# [WRITTEN EXERCISE]
Copy out the data word for word, from the line containing "outline pebble beach" through the line containing "228 222 L 238", with both of those lines included. Omit the pictures.

┌─ DATA PROVIDED

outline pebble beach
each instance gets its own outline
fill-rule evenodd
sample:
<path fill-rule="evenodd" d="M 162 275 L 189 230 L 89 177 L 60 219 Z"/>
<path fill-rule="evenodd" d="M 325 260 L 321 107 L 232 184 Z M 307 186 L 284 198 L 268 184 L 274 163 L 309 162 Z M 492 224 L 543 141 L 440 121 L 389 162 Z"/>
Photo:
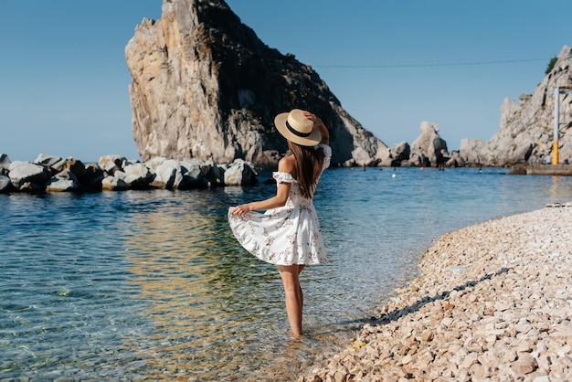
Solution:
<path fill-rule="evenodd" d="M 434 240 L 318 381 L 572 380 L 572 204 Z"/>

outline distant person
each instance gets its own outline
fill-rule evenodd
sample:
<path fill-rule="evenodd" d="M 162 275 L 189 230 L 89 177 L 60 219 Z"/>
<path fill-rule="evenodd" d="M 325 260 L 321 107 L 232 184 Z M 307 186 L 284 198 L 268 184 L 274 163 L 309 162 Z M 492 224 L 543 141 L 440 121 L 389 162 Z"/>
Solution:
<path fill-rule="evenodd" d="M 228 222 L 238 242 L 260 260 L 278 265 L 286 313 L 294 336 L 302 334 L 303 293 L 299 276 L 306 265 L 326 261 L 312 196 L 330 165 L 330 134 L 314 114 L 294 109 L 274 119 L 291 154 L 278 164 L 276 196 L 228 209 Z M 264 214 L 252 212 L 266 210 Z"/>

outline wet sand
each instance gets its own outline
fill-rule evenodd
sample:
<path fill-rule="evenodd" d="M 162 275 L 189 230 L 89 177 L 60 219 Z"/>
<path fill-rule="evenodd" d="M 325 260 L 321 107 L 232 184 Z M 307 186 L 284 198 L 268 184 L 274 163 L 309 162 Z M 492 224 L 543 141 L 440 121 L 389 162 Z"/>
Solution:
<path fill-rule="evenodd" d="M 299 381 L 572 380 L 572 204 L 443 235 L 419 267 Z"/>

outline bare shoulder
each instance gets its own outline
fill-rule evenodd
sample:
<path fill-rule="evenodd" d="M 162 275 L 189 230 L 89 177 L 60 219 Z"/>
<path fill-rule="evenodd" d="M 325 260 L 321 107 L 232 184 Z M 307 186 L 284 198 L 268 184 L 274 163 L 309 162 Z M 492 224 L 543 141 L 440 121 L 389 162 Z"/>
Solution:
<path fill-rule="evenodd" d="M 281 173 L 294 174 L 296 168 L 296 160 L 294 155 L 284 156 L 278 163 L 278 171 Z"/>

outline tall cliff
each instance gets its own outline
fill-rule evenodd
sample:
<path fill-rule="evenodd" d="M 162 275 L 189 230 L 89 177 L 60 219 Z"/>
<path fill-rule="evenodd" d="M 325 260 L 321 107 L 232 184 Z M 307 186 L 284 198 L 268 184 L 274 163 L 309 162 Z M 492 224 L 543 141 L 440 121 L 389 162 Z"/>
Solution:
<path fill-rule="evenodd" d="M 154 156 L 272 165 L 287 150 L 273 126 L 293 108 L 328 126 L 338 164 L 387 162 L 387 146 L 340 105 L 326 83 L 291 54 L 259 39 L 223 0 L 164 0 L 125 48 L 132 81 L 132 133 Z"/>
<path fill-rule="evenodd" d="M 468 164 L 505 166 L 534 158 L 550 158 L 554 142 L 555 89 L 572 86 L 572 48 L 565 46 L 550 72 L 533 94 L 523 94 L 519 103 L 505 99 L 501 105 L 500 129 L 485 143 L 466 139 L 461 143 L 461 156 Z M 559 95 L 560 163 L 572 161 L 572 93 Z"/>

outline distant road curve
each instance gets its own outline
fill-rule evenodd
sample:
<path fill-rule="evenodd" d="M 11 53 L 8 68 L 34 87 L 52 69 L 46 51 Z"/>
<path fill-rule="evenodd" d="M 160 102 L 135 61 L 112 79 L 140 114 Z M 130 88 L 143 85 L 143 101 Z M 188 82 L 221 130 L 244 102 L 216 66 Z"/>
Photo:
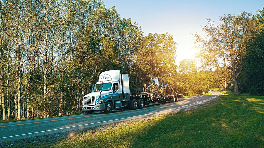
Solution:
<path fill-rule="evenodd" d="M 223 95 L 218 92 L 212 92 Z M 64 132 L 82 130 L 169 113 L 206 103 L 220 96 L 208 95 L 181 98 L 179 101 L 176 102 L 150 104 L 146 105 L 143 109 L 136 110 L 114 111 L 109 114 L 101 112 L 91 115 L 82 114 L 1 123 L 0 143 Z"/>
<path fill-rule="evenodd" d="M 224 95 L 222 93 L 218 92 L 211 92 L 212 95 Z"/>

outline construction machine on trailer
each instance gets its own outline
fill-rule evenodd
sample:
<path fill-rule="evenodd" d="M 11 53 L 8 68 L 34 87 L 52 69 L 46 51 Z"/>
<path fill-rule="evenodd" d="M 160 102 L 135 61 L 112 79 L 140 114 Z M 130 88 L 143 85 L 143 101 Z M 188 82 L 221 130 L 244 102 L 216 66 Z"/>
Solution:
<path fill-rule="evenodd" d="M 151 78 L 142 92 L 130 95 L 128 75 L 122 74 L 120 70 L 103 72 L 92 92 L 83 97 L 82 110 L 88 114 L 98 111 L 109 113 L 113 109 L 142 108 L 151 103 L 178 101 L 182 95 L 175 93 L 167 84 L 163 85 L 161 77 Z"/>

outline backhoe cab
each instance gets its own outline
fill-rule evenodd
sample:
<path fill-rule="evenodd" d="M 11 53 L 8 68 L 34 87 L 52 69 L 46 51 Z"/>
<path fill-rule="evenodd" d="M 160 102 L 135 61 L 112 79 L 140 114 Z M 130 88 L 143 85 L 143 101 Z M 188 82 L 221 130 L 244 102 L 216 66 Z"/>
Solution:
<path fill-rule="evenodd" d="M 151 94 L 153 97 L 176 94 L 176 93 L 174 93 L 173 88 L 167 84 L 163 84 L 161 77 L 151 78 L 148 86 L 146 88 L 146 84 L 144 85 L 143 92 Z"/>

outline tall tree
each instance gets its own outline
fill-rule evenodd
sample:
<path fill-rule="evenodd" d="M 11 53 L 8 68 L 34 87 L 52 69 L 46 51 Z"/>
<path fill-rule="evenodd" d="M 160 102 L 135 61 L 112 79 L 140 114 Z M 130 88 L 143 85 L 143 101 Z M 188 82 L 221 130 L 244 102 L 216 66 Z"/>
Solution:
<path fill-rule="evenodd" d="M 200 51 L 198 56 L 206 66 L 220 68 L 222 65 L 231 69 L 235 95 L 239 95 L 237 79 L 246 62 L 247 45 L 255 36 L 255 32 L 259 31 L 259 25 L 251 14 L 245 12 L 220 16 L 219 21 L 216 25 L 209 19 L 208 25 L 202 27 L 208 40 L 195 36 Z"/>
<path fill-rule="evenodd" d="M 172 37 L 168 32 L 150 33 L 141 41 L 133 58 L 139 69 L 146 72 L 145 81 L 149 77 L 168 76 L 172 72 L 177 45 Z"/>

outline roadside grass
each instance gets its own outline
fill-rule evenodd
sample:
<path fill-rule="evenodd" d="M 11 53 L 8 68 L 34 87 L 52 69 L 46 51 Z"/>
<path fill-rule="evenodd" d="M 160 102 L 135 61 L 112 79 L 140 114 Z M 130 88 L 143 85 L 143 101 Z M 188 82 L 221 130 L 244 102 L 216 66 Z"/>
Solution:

└─
┌─ DATA PROVIDED

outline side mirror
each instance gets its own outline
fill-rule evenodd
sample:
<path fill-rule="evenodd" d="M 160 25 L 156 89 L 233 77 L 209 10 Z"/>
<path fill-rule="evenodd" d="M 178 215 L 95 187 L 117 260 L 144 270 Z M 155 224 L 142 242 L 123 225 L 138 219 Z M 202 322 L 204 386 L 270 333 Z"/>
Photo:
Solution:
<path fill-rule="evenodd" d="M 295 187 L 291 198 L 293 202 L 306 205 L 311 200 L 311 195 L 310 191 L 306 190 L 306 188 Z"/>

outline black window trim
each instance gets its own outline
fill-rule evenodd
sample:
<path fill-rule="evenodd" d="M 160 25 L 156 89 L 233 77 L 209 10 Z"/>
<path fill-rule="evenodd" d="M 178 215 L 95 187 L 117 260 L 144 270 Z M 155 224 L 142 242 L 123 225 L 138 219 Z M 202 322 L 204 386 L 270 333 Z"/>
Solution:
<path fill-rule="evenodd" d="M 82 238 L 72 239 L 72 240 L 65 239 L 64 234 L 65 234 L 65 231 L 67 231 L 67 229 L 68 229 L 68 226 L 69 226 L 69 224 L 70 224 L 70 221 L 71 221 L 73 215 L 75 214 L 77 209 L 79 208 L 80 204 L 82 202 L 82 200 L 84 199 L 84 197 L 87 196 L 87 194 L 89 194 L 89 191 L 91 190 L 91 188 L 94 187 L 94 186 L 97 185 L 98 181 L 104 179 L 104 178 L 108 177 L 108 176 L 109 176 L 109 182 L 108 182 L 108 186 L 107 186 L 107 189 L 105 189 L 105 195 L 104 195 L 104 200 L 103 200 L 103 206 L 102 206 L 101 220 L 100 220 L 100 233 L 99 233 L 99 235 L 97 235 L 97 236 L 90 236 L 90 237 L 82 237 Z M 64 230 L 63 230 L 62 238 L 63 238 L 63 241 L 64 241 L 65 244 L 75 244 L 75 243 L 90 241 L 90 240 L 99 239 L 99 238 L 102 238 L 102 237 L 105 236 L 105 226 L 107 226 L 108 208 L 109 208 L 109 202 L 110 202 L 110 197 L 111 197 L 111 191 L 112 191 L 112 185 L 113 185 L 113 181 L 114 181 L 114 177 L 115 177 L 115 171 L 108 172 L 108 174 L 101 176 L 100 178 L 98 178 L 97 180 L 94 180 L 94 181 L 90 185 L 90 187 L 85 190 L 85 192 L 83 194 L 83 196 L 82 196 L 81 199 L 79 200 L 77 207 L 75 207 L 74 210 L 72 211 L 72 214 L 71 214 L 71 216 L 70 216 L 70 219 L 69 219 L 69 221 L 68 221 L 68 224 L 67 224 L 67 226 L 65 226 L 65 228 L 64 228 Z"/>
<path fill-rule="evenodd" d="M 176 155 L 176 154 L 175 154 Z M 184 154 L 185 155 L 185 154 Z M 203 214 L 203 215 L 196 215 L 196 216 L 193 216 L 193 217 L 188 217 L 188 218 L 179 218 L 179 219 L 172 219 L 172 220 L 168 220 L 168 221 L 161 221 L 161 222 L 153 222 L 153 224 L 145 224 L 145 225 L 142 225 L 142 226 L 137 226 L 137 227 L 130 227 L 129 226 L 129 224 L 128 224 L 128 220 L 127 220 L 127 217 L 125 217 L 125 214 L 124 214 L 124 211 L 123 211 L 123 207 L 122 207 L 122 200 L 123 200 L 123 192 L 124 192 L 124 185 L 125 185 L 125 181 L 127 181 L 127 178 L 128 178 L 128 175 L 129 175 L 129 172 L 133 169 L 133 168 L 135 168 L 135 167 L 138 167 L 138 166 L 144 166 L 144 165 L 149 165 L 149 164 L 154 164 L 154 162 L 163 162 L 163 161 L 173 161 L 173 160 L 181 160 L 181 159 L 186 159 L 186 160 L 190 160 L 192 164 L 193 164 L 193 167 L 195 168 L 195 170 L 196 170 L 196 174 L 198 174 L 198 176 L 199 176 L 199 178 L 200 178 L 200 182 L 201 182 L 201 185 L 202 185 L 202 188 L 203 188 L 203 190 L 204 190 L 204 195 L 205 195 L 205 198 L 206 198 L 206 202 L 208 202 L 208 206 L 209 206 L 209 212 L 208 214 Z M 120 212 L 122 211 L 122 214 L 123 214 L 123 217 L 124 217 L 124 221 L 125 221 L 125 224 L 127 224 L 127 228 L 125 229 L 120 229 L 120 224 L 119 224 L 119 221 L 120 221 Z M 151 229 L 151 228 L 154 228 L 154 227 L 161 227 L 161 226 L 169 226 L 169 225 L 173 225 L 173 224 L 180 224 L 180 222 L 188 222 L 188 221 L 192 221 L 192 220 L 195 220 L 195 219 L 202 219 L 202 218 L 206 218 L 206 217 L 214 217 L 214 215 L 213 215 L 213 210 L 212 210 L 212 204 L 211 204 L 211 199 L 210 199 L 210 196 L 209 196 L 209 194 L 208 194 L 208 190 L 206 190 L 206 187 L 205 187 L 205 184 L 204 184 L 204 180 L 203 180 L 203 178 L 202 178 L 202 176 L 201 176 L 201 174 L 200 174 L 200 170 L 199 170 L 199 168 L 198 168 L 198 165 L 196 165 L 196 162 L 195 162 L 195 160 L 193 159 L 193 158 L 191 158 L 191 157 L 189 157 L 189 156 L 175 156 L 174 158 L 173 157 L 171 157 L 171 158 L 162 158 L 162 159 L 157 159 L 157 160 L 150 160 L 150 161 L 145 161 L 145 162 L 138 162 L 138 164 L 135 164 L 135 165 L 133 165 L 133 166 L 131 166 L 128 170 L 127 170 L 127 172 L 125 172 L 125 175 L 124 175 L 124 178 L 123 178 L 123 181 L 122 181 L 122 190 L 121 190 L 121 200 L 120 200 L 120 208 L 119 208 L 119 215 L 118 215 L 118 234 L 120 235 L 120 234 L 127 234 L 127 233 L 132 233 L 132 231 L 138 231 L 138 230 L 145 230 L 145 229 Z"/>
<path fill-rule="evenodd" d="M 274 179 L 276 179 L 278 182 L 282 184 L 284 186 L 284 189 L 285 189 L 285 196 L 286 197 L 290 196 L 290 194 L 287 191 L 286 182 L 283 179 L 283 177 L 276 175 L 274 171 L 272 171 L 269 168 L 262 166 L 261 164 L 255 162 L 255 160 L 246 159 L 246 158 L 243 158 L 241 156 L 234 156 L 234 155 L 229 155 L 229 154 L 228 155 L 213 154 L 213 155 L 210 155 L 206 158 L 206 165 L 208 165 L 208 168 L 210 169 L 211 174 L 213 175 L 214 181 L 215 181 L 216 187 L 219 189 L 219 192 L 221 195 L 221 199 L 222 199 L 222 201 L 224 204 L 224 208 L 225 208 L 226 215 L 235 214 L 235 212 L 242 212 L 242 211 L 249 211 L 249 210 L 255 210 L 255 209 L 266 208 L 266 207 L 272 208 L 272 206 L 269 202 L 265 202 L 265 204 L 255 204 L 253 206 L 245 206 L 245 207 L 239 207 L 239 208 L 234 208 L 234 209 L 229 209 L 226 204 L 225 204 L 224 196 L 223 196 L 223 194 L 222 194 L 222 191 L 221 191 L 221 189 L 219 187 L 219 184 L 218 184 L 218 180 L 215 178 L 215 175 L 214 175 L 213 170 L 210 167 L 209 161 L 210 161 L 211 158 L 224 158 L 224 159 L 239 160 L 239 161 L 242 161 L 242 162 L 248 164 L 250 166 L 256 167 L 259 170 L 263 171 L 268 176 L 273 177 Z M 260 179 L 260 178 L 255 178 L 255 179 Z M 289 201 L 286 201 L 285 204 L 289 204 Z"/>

└─

# [EXPECTED OUTPUT]
outline pebble beach
each instance gets its own outline
fill-rule evenodd
sample:
<path fill-rule="evenodd" d="M 162 275 L 189 230 L 89 177 L 60 219 Z"/>
<path fill-rule="evenodd" d="M 325 260 L 321 107 L 232 184 Z M 307 186 L 284 198 L 268 184 L 274 163 L 309 162 Z M 492 224 L 543 141 L 440 121 L 389 162 Z"/>
Photo:
Solution:
<path fill-rule="evenodd" d="M 434 240 L 318 381 L 572 380 L 572 204 Z"/>

outline distant person
each instance gets its own outline
fill-rule evenodd
sample:
<path fill-rule="evenodd" d="M 162 275 L 189 230 L 89 177 L 60 219 Z"/>
<path fill-rule="evenodd" d="M 325 260 L 321 107 L 232 184 Z M 307 186 L 284 198 L 268 184 L 274 163 L 309 162 Z M 492 224 L 543 141 L 440 121 L 389 162 Z"/>
Solution:
<path fill-rule="evenodd" d="M 228 222 L 238 242 L 260 260 L 278 265 L 286 313 L 294 336 L 302 334 L 303 293 L 299 276 L 306 265 L 326 261 L 312 196 L 330 165 L 330 134 L 314 114 L 294 109 L 274 119 L 291 154 L 278 164 L 276 196 L 228 209 Z M 264 214 L 252 212 L 266 210 Z"/>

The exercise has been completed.